>>>
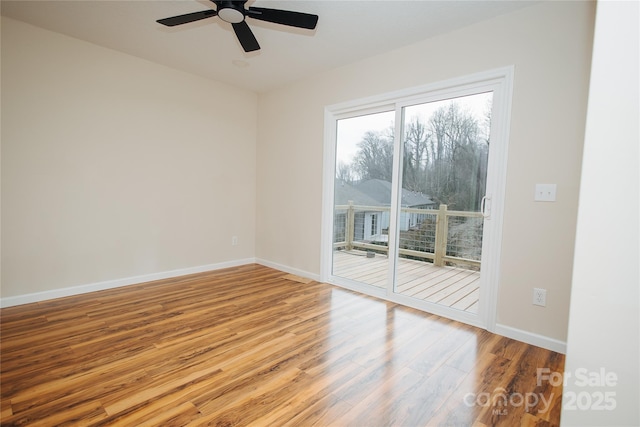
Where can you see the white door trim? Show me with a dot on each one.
(500, 81)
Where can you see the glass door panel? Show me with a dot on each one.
(440, 223)
(362, 199)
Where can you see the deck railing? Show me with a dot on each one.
(438, 235)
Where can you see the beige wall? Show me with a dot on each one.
(550, 46)
(114, 167)
(604, 325)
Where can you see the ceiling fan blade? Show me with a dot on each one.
(189, 17)
(284, 17)
(246, 37)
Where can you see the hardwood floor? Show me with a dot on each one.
(254, 346)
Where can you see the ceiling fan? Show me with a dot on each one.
(235, 13)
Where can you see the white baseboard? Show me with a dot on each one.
(531, 338)
(288, 269)
(110, 284)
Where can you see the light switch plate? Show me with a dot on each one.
(545, 193)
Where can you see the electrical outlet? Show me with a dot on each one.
(545, 193)
(540, 297)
<<<
Reproduce all of the lines above, requests included, with each coordinate in the answers multiplied by 1.15 and rounded to the nearest whole number, halves rounding up. Omit the picture from your answer.

Where can you see the white door trim? Show me with a dot on each one.
(575, 93)
Where can you see the glass door panel? Show me with a dot on each one.
(506, 256)
(416, 229)
Where can you see the deck railing? Show me with a dot on each one.
(504, 270)
Where can you see the beige wall? Show me with a dot on each one.
(633, 53)
(131, 192)
(695, 374)
Where can you see the ceiling fan blade? Show me with a dot on each one.
(217, 20)
(327, 20)
(283, 43)
Where can you see the hardwood floor? Show me with a dot on each one.
(292, 398)
Where can you see the ceiling fan? Show me with a dot on each one.
(270, 15)
Where can you see the white baseboard? Show me with a dot on each one.
(611, 389)
(331, 309)
(127, 327)
Where can you see the light switch plate? Show me with a dot on each one.
(627, 222)
Where can you see the electrical outlet? Show me with a dot on each one.
(627, 222)
(621, 342)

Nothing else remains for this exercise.